Coordinate annotation records:
● ● ● ●
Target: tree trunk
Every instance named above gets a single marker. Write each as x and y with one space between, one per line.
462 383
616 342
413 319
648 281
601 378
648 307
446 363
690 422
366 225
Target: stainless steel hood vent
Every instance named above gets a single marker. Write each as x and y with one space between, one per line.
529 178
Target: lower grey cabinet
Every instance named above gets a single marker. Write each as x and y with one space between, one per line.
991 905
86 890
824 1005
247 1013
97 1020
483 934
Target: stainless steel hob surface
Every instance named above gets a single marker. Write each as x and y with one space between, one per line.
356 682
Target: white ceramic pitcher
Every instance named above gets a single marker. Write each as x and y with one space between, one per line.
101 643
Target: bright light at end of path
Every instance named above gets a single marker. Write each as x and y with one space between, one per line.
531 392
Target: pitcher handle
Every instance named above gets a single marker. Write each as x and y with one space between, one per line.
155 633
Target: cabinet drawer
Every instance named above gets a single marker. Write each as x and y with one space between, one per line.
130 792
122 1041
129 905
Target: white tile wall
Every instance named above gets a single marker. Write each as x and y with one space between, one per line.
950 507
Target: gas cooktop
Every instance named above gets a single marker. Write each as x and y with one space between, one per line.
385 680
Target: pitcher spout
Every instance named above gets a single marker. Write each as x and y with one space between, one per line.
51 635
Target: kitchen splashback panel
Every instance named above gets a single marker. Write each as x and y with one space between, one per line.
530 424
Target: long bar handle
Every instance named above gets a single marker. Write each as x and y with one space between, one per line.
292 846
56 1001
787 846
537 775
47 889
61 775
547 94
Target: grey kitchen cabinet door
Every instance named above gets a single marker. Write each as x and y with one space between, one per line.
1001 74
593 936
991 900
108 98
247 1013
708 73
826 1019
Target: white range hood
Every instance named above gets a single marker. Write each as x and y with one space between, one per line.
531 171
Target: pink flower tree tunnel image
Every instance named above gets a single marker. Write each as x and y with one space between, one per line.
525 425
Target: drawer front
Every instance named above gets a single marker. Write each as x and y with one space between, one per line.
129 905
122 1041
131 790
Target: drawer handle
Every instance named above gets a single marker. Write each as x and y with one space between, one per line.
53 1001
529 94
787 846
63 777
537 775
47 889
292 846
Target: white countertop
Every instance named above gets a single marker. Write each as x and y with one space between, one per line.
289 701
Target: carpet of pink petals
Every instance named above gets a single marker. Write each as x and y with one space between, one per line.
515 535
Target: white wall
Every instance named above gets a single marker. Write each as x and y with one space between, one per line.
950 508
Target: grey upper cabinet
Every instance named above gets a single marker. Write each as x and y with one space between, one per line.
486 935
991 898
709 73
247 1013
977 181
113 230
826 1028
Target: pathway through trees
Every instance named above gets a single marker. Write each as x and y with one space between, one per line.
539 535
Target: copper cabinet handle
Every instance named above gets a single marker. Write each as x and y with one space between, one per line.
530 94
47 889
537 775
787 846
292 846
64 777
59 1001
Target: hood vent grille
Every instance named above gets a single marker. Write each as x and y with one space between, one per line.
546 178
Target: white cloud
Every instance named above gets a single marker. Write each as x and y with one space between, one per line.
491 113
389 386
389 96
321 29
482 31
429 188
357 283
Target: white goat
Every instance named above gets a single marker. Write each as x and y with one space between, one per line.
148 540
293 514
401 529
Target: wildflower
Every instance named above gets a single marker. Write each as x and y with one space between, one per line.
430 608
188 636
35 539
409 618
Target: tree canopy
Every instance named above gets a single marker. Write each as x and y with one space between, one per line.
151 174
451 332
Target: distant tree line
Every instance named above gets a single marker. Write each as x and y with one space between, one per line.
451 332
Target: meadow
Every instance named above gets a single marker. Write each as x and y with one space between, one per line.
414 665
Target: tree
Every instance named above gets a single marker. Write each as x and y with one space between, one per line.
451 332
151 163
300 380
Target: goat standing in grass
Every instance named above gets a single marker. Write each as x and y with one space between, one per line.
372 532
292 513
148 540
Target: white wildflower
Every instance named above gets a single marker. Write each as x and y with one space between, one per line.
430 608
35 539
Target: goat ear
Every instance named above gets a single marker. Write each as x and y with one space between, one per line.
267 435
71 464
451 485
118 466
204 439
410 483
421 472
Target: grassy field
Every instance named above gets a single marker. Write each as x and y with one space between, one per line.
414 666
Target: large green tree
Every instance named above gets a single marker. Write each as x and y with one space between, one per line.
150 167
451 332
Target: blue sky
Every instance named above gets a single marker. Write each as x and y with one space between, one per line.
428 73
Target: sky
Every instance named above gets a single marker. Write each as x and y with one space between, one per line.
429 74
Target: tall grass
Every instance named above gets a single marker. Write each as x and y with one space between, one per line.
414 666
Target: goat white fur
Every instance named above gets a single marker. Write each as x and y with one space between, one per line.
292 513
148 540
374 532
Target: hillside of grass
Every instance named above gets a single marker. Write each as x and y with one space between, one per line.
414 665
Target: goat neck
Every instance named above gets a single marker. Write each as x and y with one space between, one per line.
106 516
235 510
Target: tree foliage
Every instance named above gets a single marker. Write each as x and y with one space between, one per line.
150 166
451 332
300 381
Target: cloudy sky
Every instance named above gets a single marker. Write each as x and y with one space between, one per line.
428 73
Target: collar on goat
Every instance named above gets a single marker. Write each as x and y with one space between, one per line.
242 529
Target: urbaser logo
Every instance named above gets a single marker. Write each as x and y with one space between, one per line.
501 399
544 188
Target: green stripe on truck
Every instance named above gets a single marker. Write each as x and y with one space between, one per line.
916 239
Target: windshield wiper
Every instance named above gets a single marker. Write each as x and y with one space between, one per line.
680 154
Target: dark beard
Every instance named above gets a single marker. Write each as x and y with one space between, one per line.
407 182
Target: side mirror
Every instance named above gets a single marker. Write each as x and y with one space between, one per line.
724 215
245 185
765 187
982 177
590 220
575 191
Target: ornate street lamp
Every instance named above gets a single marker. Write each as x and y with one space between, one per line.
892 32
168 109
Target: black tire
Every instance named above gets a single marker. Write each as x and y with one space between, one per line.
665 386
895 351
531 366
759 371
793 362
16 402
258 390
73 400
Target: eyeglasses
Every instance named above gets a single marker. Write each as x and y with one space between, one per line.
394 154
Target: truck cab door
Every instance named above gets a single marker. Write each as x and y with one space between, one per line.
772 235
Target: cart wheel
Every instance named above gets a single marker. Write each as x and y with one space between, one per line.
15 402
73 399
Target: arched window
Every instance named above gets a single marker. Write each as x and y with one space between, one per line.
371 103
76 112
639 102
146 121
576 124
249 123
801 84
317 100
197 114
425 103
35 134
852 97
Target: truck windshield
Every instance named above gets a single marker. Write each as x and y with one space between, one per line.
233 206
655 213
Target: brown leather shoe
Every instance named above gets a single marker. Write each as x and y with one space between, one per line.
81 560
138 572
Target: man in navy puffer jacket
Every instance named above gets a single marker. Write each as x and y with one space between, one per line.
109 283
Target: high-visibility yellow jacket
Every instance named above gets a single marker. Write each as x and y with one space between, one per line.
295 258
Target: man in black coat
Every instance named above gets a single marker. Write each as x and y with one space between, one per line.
● ● ● ●
Extract each entry in full, exactly as given.

Right answer ::
Target: tree trunk
Every instance named above gets a single marker. Write each as x and y with one space between, one per line.
462 383
616 342
413 319
648 281
601 378
648 307
446 363
690 422
366 225
Target: stainless steel hood vent
Every instance named above gets a single marker. Write each as x and y with one space between, one per line.
529 178
Target: lower grey cabinet
Every instance named above gets a single marker. Write each as x and y with one space between, one per line.
991 905
86 890
824 1005
247 1013
97 1020
483 934
Target: stainless steel hob surface
Every instance named above gets a single marker. Write each as x and y with one space between, one per line.
356 682
Target: white ceramic pitcher
Every instance named above gets a single marker. Write each as x and y with one space between, one per line.
101 643
Target: bright light at end of path
Every instance named above gets a single marker. Write each as x and y with one space between, one per line.
531 392
Target: pitcher handle
Every instance named above gets a single marker. Write each as x and y with one space between, one per line.
155 633
Target: cabinet drawer
Every instance named above gets a single marker. Write each as x and y with one space between, one per line.
130 792
122 1041
129 905
Target: white tile wall
Every instance named above gets a single marker. Write each as x and y with one space between, one per line.
950 507
Target: gas cooktop
Every instance named above gets a single marker. Write each as x and y with one space between, one per line.
385 680
Target: pitcher spout
Every instance named above gets a single marker. Write each as x and y with one space between, one per line.
51 635
Target: kitchen splashback panel
Every instance named above gets a single marker. Write each as x and y with one space between, one per line.
530 424
Target: long bar handle
Every instance named above gets a single marker. Write each as x and y with one space between, one per line.
292 846
56 1001
787 846
537 775
47 889
61 775
547 94
Target: grey kitchen cabinet door
Every instance named above gets a single marker. Write each as x and y with one space between, one per line.
1001 74
593 936
991 900
108 98
247 1013
708 73
826 1019
Target: white range hood
Every instance named above gets a single marker. Write each as x and y with one space between, one per line.
531 171
Target: pink flower tree tunnel image
Every instance named above gets a single marker. Write each as x and y with one space between, one per line.
525 425
Target: drawer front
Every instance named above gets a single marker. Write each as x and y with one space between, one per line.
129 905
122 1041
131 790
Target: drawer handle
Every instance named above gets a single marker. Write each as x and y with one space between, one per line.
53 1001
529 94
787 846
63 777
537 775
47 889
292 846
Target: white countertop
Every instance named above gets a single marker. Write each as x and y with one space between, one per line.
289 701
Target: carpet of pink petals
Every instance named above gets a single marker. Write each as x and y with one space between, one per line.
515 535
Target: white wall
Every instance named above gets a single marker. Write each as x and y with one space between, one per line.
950 508
Target: grey upper cabinet
Every instance named above gets a single marker. Write each as x and y with one space between, one per line.
486 935
991 898
709 73
247 1013
977 181
113 230
826 1028
Target: pathway through trees
Every instance named above gets a single marker. Write each as x and y with one space between, one per line.
539 535
Target: copper cabinet handle
Every instance named above gets a single marker. Write each as x and y with one space between, one per line.
530 94
47 889
537 775
787 846
292 846
64 777
59 1001
Target: hood vent grille
Every instance named above gets a single marker. Write each as x and y with one space between, one per line.
546 178
Target: white cloud
Every instance named above gets a single marker. Write each as x and y with one space between, one per line.
491 113
389 386
389 96
321 29
482 31
429 188
357 283
Target: white goat
Every instance named above gets a single marker. Write each as x and y with one space between, one per line.
148 540
293 514
401 529
Target: wildflower
Every instance named above gets a single marker. Write each as x and y with one space between, one per line.
430 608
188 636
35 539
409 618
Target: tree canopy
Every instance named above gets a single marker. Write each as x and y with one space between, one per line.
151 174
451 332
Target: distant tree line
Every instance named above gets a single marker. Write each as x and y with one space between, one per line.
451 332
Target: meadow
Every instance named above gets a single marker. Write each as x and y with one space between, one per line.
414 665
Target: tree
Every instance named above gets a single marker. Write each as x and y with one space between, one per line.
451 332
151 163
300 380
Target: goat standing in grass
Every instance named above gets a single marker. Write each as x and y with one space between, one per line.
372 532
292 513
148 540
Target: white wildflower
Every instance named above gets a single marker. Write each as x and y with one space between, one per line.
430 608
35 539
Target: goat ear
Every instance named above gets a single marker. Write each as x and y with one space between, one per line.
267 435
71 464
451 485
118 466
204 439
410 483
421 472
Target: grassy field
Every instance named above gets a single marker. Write each as x and y with one space between, one per line.
414 666
Target: large green tree
Every instance named above gets a single marker. Write each as x and y with one space between, one per line.
150 167
451 332
Target: blue sky
Every instance named above gets a single marker. Write each as x and y with one space between, one per line.
428 73
Target: sky
Every instance named above gets a single marker. Write each as x and y with one space between, one per line.
429 74
Target: tall grass
Every instance named above gets a single marker. Write each as x and y with one space between, one per line.
414 666
Target: goat white fur
Every instance named above gets a single marker. Write each as x and y with one space between, one per line.
292 513
148 540
374 532
Target: hillside of grass
Every instance named above gets a single marker. Write each as x and y with one space between, one per line.
414 665
Target: goat neck
Every instance named above gets a single marker. Write each as x and y with one space between, one per line.
106 516
235 510
Target: tree foliage
Every instance named above gets a single marker. Write each as x and y with one space between, one per line.
150 166
451 332
300 381
Target: cloudy sky
Every instance named above gets a single marker. Write each as x and y with one space between, one per line.
428 73
Target: collar on goat
Every instance named above gets a single marker. Write each as x and y with one space between, one per line.
242 529
Target: urbaser logo
Every instance named above gets a single marker. Write each as x and y with one space between, one per line.
501 399
544 188
Target: green stripe on truck
Every instance named above gets a single marker. Write each as x and y with one space between, one per line.
916 239
Target: windshield wiper
Every instance named above gets a single marker. Write each as x and y with one space between, one per line.
680 154
Target: dark beard
Every instance named above gets a single marker. Write each as x and y with one space between, one per line.
407 182
Target: side mirror
Every instance named above gets a single marker. Write each as x and y with one space between, one per line.
724 215
245 185
765 187
982 177
590 220
575 191
Target: ornate street lamp
Every instance named above gets a single marker. Write each as x and y with one space between, one per line.
892 32
168 109
Target: black tire
Every instance named above gets a single marker. Write each as x and y with one space between, one per line.
665 386
895 351
531 366
759 371
793 362
16 402
258 390
73 400
Target: eyeglasses
Every instance named above gets a single marker. Write each as x and y with one space between, one per line.
394 154
Target: truck cab door
Every instance named above gets a single marker. Write each as x and y with one space between, one per line.
772 235
Target: cart wheel
Every instance named above gets a single marker. Write each as x and y with one space between, one per line.
15 402
73 399
Target: arched window
Every instance named above gets a single marker. Write each as x and y with one space between, one per line.
371 103
76 112
639 102
146 121
576 124
249 123
801 84
317 100
197 114
425 103
35 134
852 97
Target: truck windshield
Every instance named above gets a single marker. Write each as x and y with one space between, one per line.
233 206
655 213
Target: brown leather shoe
Every instance named above gets a single marker. Write each as x and y with one space between, one per line.
81 560
138 572
Target: man in navy puffer jacket
Every instance named above gets a single marker. Write each as x and y with one space between, one per line.
109 283
Target: high-visibility yellow jacket
Every instance named above gets a single marker. Write each as x and y with one space between, one per line.
295 258
Target: man in black coat
Every instance named above gets a single marker. Write each as x and y with one space between, one per line.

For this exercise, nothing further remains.